*** DATA FOR REVIEW Section Begins ***

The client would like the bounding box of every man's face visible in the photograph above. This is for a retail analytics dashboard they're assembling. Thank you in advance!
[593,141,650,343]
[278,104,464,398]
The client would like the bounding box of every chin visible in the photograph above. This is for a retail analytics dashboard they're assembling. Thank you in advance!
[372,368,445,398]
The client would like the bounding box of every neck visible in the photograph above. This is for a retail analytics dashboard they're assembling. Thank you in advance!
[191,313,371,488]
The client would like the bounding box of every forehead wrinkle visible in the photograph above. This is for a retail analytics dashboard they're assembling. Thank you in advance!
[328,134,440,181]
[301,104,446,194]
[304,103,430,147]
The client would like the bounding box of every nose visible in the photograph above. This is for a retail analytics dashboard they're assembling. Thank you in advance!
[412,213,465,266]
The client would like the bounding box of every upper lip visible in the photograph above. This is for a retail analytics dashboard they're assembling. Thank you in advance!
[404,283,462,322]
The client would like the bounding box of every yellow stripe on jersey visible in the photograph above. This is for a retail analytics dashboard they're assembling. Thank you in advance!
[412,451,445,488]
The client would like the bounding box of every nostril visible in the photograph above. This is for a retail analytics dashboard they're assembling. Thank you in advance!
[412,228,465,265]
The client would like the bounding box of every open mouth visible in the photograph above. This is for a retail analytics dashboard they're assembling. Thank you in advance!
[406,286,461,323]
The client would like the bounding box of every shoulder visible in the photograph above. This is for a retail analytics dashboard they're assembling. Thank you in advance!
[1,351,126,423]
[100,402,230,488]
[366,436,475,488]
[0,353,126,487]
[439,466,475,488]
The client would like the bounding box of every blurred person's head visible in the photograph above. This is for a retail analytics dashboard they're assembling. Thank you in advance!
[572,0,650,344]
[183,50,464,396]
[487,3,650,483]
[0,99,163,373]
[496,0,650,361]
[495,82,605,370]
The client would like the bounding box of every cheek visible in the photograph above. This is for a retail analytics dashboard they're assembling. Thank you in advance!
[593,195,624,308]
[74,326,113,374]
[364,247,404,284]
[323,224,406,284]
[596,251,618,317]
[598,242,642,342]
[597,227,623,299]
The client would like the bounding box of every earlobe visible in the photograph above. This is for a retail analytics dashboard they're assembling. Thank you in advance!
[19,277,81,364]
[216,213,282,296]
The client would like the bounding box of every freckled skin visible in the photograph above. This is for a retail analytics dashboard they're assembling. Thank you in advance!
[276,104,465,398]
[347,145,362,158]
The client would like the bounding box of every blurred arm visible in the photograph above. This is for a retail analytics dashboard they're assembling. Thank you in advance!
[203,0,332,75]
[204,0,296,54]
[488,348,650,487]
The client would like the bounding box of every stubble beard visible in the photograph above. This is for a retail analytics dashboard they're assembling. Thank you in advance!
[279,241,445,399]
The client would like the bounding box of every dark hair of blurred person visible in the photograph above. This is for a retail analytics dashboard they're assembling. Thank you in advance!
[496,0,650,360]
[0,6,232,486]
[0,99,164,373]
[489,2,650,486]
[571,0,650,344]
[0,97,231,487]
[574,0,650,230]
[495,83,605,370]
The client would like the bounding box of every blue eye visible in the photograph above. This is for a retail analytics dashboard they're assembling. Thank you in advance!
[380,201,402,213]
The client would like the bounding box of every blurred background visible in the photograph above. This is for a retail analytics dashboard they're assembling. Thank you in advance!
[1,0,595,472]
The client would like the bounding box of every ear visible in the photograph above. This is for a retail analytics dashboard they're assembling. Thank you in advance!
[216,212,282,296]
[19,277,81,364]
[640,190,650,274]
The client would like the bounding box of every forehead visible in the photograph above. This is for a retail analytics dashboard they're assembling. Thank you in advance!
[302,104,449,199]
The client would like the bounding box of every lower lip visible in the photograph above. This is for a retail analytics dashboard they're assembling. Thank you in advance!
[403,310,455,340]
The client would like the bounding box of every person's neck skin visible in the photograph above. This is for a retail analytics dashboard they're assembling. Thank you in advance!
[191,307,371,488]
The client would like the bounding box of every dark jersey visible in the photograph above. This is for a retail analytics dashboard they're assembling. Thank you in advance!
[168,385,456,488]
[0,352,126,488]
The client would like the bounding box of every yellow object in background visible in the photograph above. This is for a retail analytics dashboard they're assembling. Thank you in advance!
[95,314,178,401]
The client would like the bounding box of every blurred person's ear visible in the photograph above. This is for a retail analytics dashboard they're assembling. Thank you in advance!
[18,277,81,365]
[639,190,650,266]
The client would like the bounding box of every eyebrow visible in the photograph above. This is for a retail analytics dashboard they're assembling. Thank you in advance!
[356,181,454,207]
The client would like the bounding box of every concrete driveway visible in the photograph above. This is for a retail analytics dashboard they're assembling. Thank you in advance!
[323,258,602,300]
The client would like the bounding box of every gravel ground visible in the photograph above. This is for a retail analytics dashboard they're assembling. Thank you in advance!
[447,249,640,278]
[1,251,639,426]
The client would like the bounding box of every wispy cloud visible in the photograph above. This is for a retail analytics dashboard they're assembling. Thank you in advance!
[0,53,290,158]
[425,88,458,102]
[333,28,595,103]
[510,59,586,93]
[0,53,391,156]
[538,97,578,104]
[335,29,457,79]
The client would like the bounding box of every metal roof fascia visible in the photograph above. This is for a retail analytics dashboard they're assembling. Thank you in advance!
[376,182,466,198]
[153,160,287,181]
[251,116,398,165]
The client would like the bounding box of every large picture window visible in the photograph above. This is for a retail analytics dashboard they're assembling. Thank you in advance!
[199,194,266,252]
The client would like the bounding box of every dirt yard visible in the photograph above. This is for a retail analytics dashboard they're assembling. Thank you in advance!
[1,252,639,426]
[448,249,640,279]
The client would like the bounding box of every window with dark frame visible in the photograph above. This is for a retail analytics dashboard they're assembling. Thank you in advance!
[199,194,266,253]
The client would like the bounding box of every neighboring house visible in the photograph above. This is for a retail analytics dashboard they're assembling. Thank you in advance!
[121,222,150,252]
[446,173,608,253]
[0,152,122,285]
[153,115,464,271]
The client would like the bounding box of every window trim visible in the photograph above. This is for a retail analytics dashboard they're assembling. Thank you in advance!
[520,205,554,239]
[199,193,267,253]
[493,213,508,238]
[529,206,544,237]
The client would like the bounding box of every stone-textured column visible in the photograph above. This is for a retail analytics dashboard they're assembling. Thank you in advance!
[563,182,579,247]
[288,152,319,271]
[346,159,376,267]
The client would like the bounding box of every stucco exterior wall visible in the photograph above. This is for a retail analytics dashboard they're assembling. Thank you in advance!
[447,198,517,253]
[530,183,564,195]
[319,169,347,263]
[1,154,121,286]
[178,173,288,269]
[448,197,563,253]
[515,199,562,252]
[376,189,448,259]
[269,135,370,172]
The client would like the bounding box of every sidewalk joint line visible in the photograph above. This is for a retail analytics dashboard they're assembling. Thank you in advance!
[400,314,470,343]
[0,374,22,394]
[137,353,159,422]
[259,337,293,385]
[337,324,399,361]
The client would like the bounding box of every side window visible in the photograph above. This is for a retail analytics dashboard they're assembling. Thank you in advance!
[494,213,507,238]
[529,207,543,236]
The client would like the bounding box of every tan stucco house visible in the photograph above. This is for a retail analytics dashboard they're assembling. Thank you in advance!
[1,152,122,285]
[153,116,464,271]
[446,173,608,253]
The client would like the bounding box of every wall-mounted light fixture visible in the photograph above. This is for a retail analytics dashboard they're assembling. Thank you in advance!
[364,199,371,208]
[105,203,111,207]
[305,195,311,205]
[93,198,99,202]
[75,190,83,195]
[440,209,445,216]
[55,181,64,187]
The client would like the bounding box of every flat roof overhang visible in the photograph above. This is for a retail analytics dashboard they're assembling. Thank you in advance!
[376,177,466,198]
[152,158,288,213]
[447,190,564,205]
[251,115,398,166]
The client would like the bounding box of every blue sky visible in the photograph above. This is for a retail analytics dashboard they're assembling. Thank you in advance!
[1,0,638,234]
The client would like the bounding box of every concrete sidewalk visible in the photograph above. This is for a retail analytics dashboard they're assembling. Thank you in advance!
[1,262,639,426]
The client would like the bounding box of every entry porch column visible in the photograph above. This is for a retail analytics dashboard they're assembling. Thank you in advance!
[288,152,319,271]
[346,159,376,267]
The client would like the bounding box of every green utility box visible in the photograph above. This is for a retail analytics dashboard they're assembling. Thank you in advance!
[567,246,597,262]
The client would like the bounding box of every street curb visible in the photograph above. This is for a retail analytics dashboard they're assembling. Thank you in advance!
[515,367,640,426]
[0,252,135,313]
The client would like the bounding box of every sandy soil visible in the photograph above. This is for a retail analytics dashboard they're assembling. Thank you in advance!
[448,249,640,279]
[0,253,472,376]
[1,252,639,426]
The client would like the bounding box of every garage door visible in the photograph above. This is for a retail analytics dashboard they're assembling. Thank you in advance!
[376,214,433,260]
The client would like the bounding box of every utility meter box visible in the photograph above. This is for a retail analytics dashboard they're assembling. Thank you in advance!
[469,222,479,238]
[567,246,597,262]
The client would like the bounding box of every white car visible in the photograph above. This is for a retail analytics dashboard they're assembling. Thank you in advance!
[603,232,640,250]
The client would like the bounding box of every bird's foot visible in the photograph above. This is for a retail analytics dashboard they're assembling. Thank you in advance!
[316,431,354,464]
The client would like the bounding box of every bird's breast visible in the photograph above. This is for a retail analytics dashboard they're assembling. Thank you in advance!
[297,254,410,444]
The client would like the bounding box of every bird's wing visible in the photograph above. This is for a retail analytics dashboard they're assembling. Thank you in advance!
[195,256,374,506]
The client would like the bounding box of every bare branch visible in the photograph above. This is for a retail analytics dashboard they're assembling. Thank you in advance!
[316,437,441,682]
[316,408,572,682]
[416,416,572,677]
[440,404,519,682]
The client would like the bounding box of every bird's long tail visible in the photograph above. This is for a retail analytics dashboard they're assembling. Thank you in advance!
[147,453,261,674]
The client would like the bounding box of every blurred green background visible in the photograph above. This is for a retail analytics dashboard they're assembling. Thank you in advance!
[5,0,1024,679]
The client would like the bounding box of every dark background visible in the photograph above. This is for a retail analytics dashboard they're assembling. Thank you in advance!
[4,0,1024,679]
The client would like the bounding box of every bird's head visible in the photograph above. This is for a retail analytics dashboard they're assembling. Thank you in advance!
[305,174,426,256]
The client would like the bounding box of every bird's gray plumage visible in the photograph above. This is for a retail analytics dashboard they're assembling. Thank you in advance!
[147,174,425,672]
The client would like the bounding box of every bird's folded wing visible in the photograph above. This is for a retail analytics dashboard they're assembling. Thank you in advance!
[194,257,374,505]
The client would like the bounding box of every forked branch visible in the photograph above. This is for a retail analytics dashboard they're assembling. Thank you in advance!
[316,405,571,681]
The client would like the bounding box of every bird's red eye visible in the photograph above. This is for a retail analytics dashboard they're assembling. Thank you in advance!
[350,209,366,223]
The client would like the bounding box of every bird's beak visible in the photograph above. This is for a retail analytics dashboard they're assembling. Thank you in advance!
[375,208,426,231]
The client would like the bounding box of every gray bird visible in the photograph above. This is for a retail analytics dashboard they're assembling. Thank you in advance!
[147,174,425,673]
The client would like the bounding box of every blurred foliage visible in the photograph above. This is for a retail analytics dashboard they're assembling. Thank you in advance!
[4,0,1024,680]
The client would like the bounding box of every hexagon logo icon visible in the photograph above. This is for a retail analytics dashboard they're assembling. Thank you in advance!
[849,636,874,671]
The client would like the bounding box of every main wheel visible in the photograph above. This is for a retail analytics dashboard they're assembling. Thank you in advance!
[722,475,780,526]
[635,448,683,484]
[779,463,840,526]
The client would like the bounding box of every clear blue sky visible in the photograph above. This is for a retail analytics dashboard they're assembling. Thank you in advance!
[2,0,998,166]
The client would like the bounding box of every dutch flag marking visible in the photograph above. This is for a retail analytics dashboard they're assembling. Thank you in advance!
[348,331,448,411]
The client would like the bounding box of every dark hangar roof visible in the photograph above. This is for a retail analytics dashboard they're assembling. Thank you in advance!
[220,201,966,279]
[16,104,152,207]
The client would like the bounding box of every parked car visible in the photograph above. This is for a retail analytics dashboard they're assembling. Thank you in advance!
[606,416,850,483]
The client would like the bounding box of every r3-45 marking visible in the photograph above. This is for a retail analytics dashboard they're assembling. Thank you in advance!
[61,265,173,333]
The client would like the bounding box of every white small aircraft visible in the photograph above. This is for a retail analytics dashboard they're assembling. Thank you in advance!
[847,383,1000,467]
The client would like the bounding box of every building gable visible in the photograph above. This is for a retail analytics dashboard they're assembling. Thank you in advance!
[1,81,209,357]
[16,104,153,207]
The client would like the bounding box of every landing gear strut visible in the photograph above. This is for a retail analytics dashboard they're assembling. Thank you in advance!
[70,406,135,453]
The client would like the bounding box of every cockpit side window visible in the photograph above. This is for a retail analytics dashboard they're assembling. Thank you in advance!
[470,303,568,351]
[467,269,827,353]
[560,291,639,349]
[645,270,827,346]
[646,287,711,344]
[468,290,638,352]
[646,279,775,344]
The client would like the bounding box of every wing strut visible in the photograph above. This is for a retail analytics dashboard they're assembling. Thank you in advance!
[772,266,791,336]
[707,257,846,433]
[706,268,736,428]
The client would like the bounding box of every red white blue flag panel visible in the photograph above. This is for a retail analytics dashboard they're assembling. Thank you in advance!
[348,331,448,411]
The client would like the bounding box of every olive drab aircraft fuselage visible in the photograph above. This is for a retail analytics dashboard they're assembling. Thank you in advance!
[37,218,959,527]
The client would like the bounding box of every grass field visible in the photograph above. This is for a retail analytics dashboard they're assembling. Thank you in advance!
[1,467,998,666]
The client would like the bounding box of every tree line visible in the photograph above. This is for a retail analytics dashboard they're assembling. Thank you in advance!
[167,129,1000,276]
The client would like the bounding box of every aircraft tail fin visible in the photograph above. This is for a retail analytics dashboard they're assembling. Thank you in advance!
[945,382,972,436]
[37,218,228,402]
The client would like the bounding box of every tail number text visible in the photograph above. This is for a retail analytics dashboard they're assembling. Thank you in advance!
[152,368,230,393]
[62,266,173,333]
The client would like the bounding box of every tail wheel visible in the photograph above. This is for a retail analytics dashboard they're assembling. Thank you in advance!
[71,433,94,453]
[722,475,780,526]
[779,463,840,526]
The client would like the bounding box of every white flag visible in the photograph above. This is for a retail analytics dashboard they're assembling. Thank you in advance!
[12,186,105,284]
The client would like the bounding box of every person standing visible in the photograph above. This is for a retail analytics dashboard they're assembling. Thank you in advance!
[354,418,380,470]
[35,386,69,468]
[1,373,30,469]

*** DATA FOR REVIEW Section Ends ***

> [BRIEF]
Could you retype exactly the lines above from the one containing "The client would like the bounding box of every tree" through the last line of the records, both included, and nothing else?

> [EXPECTED OUTPUT]
The client would like the bounding box of every tree line visible in the photograph above. This is for a retail analytics dashboard they're assembling. Thank you in advance!
[167,129,1000,276]
The client would like the bounding box of every aircraft tail fin visible in the photograph above. This is for a retail analytics dashboard they're assembling. Thank you in advance!
[945,382,972,436]
[37,218,228,402]
The client would like the bounding box of every tail number text visible in the photograph above. This is for a retail analytics dashboard they're assembling. Thank you in advance!
[152,368,230,393]
[62,266,173,333]
The client would like the bounding box of every tail wheel visible in the photograph above. This is for a retail analytics dashboard they're assembling. Thank you in advance!
[71,433,94,453]
[722,475,780,526]
[779,463,840,526]
The client would like the bounding box of every white flag visible in the photograph above. This is for a retail analytics dashboard they're assembling. Thank you in advance!
[12,186,105,284]
The client would like the bounding box of every person standing visible in the photograph above. This is for a retail analytics dashboard they're assembling. Thank you in advance!
[354,418,380,470]
[35,386,69,468]
[1,373,30,469]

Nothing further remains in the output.